→ Given records:

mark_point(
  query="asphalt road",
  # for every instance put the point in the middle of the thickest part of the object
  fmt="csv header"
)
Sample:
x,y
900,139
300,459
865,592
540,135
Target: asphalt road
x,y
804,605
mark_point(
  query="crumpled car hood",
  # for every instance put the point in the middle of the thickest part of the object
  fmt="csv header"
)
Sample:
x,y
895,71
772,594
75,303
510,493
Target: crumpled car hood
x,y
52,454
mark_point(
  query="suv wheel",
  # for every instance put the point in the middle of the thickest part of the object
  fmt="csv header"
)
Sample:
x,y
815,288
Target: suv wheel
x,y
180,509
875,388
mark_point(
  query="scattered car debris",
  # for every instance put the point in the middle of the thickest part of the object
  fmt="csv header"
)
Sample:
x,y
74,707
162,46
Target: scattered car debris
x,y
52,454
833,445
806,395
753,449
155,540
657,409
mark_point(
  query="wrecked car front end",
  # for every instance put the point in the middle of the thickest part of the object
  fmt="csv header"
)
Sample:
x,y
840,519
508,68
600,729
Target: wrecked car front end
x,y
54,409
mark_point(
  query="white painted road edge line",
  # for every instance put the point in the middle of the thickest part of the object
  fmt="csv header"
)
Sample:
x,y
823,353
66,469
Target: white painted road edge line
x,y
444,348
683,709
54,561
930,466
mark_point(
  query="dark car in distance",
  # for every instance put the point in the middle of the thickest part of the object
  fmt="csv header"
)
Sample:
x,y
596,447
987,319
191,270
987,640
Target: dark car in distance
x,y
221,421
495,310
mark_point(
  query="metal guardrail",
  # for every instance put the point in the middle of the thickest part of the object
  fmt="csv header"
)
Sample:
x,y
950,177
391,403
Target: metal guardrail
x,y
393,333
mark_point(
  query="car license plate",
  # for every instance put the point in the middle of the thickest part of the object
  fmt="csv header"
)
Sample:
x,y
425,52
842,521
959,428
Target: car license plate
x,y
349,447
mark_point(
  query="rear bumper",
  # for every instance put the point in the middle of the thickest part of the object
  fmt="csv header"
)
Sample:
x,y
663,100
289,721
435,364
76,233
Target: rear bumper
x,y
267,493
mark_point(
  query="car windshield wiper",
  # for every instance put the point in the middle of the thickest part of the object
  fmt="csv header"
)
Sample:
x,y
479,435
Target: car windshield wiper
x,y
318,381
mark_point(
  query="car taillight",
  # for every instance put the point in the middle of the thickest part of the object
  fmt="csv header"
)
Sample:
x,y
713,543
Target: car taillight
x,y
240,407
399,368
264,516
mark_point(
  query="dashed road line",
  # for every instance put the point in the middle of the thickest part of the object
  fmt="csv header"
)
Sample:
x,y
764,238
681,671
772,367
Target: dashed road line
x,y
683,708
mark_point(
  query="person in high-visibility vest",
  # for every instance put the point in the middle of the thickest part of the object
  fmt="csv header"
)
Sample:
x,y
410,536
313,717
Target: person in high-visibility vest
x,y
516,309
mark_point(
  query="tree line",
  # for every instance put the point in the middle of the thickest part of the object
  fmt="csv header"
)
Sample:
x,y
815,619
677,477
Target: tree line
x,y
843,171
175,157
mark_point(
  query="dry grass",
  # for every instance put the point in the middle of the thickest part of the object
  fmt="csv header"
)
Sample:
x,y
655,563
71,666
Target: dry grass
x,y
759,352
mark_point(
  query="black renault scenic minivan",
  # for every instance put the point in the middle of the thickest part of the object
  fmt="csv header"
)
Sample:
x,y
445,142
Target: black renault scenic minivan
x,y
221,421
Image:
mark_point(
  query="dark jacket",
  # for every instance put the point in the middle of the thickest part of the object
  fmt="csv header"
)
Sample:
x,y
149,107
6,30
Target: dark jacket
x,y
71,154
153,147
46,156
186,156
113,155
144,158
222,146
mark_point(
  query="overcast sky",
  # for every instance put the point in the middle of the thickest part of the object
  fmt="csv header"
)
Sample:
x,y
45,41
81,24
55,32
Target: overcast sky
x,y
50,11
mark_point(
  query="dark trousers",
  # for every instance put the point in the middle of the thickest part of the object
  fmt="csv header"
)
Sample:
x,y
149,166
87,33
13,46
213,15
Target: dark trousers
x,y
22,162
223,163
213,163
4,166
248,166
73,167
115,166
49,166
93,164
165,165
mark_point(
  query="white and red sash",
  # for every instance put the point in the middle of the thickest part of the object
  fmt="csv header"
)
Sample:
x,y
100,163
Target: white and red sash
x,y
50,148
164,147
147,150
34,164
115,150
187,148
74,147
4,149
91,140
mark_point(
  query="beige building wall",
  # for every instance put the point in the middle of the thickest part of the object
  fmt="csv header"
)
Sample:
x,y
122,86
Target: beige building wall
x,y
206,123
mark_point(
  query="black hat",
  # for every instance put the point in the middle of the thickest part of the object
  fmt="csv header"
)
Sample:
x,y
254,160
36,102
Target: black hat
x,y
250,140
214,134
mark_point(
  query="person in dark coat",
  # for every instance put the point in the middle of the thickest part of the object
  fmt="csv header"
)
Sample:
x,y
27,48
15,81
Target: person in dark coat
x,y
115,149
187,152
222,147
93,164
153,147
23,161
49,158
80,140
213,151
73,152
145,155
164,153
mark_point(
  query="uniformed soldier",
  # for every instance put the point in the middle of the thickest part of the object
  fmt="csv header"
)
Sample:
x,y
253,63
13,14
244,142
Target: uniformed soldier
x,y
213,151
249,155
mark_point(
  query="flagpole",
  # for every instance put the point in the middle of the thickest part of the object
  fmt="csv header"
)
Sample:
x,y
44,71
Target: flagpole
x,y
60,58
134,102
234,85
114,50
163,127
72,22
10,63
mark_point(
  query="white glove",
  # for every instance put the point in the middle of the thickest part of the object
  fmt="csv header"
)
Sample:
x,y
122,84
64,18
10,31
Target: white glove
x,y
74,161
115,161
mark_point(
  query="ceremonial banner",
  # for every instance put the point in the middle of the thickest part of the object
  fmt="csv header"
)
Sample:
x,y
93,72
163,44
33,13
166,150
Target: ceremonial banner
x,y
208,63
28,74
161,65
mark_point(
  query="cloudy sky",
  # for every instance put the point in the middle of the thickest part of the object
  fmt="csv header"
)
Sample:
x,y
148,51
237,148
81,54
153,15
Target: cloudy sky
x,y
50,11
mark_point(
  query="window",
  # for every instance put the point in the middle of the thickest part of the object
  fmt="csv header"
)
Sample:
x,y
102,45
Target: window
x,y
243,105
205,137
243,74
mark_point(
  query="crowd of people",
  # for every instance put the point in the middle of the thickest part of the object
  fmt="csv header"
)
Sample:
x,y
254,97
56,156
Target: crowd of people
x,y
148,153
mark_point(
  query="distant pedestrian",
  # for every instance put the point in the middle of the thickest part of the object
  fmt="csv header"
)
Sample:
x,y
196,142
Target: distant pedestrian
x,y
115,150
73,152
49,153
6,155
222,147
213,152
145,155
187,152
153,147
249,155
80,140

→ Directions: Reproduce the entries above exactly, every line included.

→ Task output:
mark_point(
  query="asphalt road",
  # for every instance put the point in the middle of the thickest part of the object
  fmt="csv header"
)
Sample:
x,y
900,139
300,459
865,592
540,135
Target: asphalt road
x,y
804,605
mark_point(
  query="crumpled car hood",
  # for every instance put the point in the middle of the thickest part of the object
  fmt="csv header"
)
Sample:
x,y
895,71
772,594
75,303
510,493
Target: crumpled car hood
x,y
52,454
mark_point(
  query="suv wheel",
  # for every instance put the point in the middle of the thickest part of the object
  fmt="csv header"
)
Sample:
x,y
815,288
Target: suv wheel
x,y
180,509
875,388
mark_point(
  query="scattered car debris",
  # for every instance put the point in the middle of the thickest part of the object
  fmt="csv header"
)
Sample:
x,y
74,707
162,46
Target: scattered car debris
x,y
52,454
833,445
806,395
753,449
155,540
657,409
mark_point(
  query="wrecked car front end",
  # for every instance put the point in the middle of the thickest part of the object
  fmt="csv header"
)
Sample:
x,y
840,519
508,68
600,729
Target: wrecked car front end
x,y
54,409
mark_point(
  query="white painted road edge line",
  # for every instance put the point in the middle of the thickest part of the object
  fmt="csv header"
)
Sample:
x,y
823,353
66,469
Target: white painted road edge line
x,y
444,348
683,709
54,561
930,466
mark_point(
  query="dark car in distance",
  # for every instance put the point in the middle of the thickest part of the object
  fmt="csv header"
)
Sample:
x,y
596,447
987,319
191,270
987,640
Target: dark car in distance
x,y
221,421
495,310
mark_point(
  query="metal guardrail",
  # for every instance put the point in the middle of the thickest part of the object
  fmt="csv header"
)
Sample:
x,y
950,177
391,403
Target: metal guardrail
x,y
393,333
mark_point(
  query="car license plate",
  # for every instance put the point in the middle of the thickest part of the object
  fmt="csv header"
)
Sample:
x,y
425,52
842,521
959,428
Target: car license plate
x,y
349,447
mark_point(
  query="rear bumper",
  # for every instance put the point in the middle of the thickest part of the object
  fmt="csv header"
)
Sample:
x,y
663,100
289,721
435,364
76,233
Target: rear bumper
x,y
267,493
mark_point(
  query="car windshield wiper",
  # for every instance put the point in the middle of the thickest part of the object
  fmt="csv header"
)
Sample:
x,y
479,435
Target: car windshield wiper
x,y
318,381
mark_point(
  query="car taillight",
  # for every instance put the point in the middle of the thickest part of the object
  fmt="csv header"
)
Sample:
x,y
713,543
Target: car taillight
x,y
240,407
399,368
264,516
mark_point(
  query="dashed road line",
  # for every instance put the point in the middle of the thickest part of the object
  fmt="csv header"
)
Sample:
x,y
764,238
681,671
772,367
Target: dashed road line
x,y
683,708
mark_point(
  query="person in high-visibility vest",
  # for every instance put the point in the middle of the thickest part of the object
  fmt="csv header"
)
Sample:
x,y
410,536
313,717
Target: person in high-visibility vest
x,y
516,309
mark_point(
  query="tree line",
  # for every instance put the point in the middle of the thickest part of the object
  fmt="csv header"
)
Sample:
x,y
815,619
677,477
Target: tree line
x,y
843,171
175,157
mark_point(
  query="dry grass",
  # for every instance put the point in the middle of the thickest part of the object
  fmt="csv header"
)
Sample:
x,y
655,563
71,666
Target: dry grass
x,y
759,352
mark_point(
  query="black renault scenic minivan",
  # for every instance put the point in the middle of the thickest part of the object
  fmt="csv header"
)
Sample:
x,y
445,142
Target: black renault scenic minivan
x,y
221,421
Image:
mark_point(
  query="dark jacket",
  # for every instance put the point in the middle of the thickest part of the object
  fmt="csv header"
)
Sample:
x,y
149,107
6,30
Target: dark jacket
x,y
71,154
153,147
46,156
186,156
113,155
144,158
222,146
mark_point(
  query="overcast sky",
  # for every instance put the point in the middle of the thickest part of the object
  fmt="csv header"
)
Sample:
x,y
45,41
81,24
55,32
Target: overcast sky
x,y
50,11
mark_point(
  query="dark trousers",
  # for every instance put the point in the middle of the thickest part of the object
  fmt="csv header"
)
Sample:
x,y
149,166
87,33
13,46
213,15
Target: dark trousers
x,y
22,162
223,163
213,163
4,166
248,166
73,167
115,166
49,166
93,164
165,165
mark_point(
  query="white and red sash",
  # for every instance put the point in the middle of the thickest part of the object
  fmt="csv header"
)
Sample:
x,y
100,163
Target: white and red sash
x,y
50,148
164,147
147,150
34,164
115,150
187,148
74,147
4,149
91,140
mark_point(
  query="beige building wall",
  # for every instance put the point in the middle of the thickest part of the object
  fmt="csv header"
)
Sample:
x,y
122,86
Target: beige building wall
x,y
206,123
mark_point(
  query="black hat",
  # for every instance put the point in the middle of the thickest part of the object
  fmt="csv header"
)
Sample:
x,y
254,160
36,102
Target: black hat
x,y
250,140
214,134
mark_point(
  query="person in dark coat",
  # for every instance put the point in the middle of the thickest part of the object
  fmt="csv header"
)
Sample:
x,y
27,48
15,81
Target: person in dark coat
x,y
115,149
187,152
222,147
93,164
153,147
23,161
49,158
80,140
213,151
73,152
145,155
164,153
mark_point(
  query="uniformed soldier",
  # for every instance put the point in the middle of the thickest part of the object
  fmt="csv header"
)
Sample:
x,y
253,63
13,14
244,142
Target: uniformed soldier
x,y
213,151
249,155
mark_point(
  query="flagpole",
  # for every instance put the point in the middle of the thickest part of the object
  fmt="csv header"
)
Sample:
x,y
44,71
Target: flagpole
x,y
60,58
134,102
234,85
114,50
163,127
72,22
10,63
mark_point(
  query="white glove",
  # for every instance put the point in the middle of the thickest part of the object
  fmt="csv header"
)
Sample:
x,y
122,84
64,18
10,31
Target: white glove
x,y
74,161
115,161
mark_point(
  query="ceremonial banner",
  # for every instance put the point in the middle of the thickest part of the object
  fmt="csv header"
)
Sample:
x,y
93,72
163,44
33,13
166,150
Target: ceremonial banner
x,y
208,63
28,74
161,65
mark_point(
  query="cloudy sky",
  # for every instance put the point in the middle of the thickest part of the object
  fmt="csv header"
)
Sample:
x,y
148,51
237,148
81,54
153,15
Target: cloudy sky
x,y
50,11
mark_point(
  query="window",
  # for every instance put the point in the middle of the thickest part of the object
  fmt="csv header"
)
Sample:
x,y
102,45
Target: window
x,y
243,105
205,137
243,74
mark_point(
  query="crowd of people",
  # for every instance put the point in the middle of the thickest part of the object
  fmt="csv header"
)
Sample:
x,y
254,97
56,156
Target: crowd of people
x,y
148,153
mark_point(
  query="distant pedestrian",
  # for every instance put the point in the middle of the thickest part of the object
  fmt="csv header"
)
Sample:
x,y
196,142
Target: distant pedestrian
x,y
115,150
73,152
49,153
6,155
222,147
213,152
145,155
187,152
153,147
249,155
80,140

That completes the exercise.